Quote every one of the rows below word for word, leaving the pictures out of your answer.

Point annotation dataset records
— START —
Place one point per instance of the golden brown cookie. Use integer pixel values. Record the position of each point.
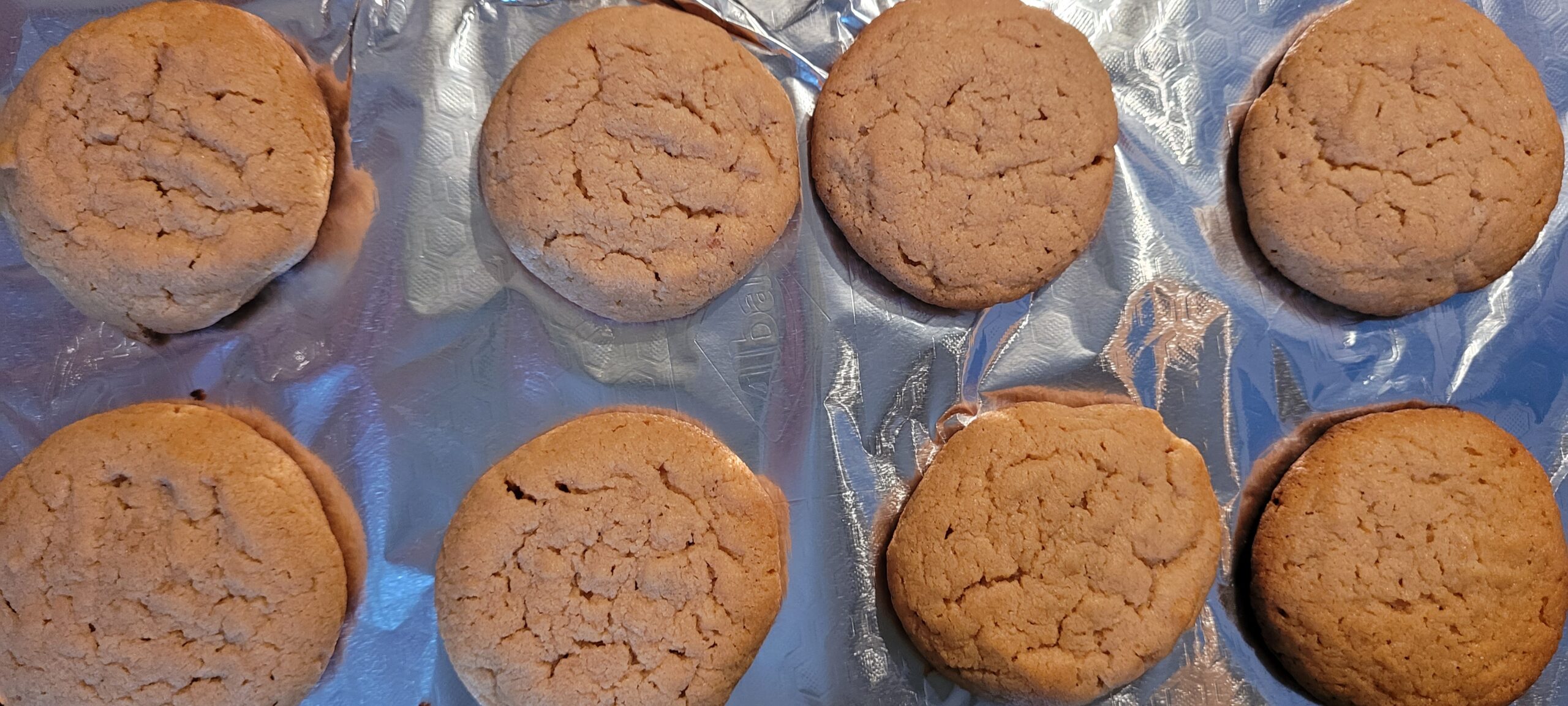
(165, 163)
(1413, 557)
(620, 557)
(640, 162)
(1404, 152)
(967, 148)
(164, 554)
(1053, 553)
— END —
◆ **THE SOLUTION**:
Place one point per instance of the golden brown cookie. Use integer pixel values. Record the position of each point.
(165, 163)
(1413, 557)
(620, 557)
(640, 162)
(1404, 152)
(967, 148)
(164, 554)
(1053, 553)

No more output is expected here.